→ WHAT YOU WILL DO
Please list every approach the project description below mentions for limiting a therapeutic's action or release to the desired tissue.

→ SELECTED TEXT
——

Project 1: Photoisomerizable Inhibitors
Off target effects represent one of the greatest challenges to chemotherapeutic and chemical diagnostic use. Several strategies have been employed to reduce the potential negative side effects. Chief among them is targeting the therapeutics to the tumor site. One means of targeting therapeutics is to label or encapsulate a therapeutic for localized delivery to the desired tissue. However, such a strategy is certainly tissue or tumor specific. Another more universal strategy involves treatment with a prodrug throughout the body followed by generation of the active form of the drug only in the desired tissue. Our group is interested in the incorporation of photoactivatable functional groups into molecules of potential therapeutic importance as a means of spatial and temporal control of drug release.

——

→ INFORMATION SUPPLIED
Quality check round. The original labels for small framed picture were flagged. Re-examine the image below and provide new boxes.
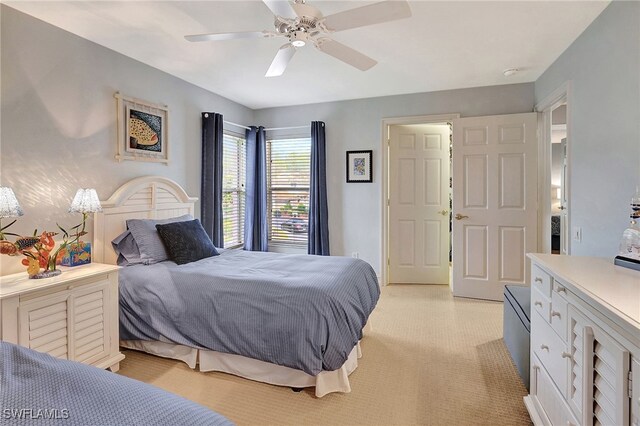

——

→ RESPONSE TO THIS TASK
- Labeling or encapsulating a therapeutic for localized delivery to the desired tissue
- Treating with a prodrug throughout the body, then generating the active form of the drug only in the desired tissue
- Incorporating photoactivatable functional groups into molecules of potential therapeutic importance, for spatial and temporal control of drug release